SHORT EXERCISE: Arrange every line of the material below into a numbered list, skipping any blank lines. Leave the pictures out of your answer.

[Saved entries]
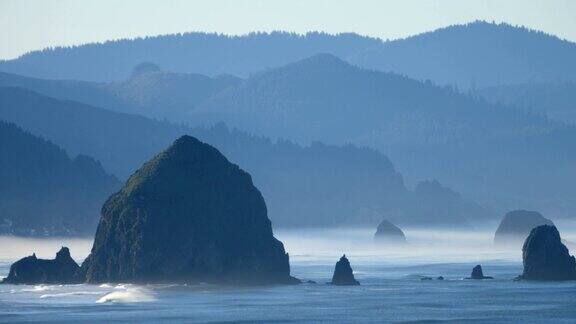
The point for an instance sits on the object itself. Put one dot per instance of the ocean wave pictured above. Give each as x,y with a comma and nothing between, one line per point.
128,296
75,293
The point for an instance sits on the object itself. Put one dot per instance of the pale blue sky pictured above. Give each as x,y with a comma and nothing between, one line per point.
34,24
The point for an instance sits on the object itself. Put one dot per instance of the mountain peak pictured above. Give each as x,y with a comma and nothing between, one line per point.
144,68
322,59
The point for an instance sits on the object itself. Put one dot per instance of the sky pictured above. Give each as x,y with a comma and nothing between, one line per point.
27,25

RESULT OF THIS EXERCISE:
1. The point for an instance sits on the object itself. Put one dot per instance of the ocean wave pictured above. Give each as x,y with a comma and nothing between, one line per point.
2. 128,296
3. 75,293
4. The point for an instance sits on the object itself. Put one dot per instance of the pale blue sky pictured above. Give each as x,y with a comma and nothing between, one line per point.
5. 34,24
6. The point for an instance sits on the object itself. Put one dot per instance of the mountain peak pictured above. Give each as x,y with a comma and nothing between, one line per point.
7. 144,68
8. 322,59
9. The point for an instance sits on the object itself. Put one dot per instance of the sky pictured above. Give each as x,y with a comma and nothing between, one line per point.
10. 27,25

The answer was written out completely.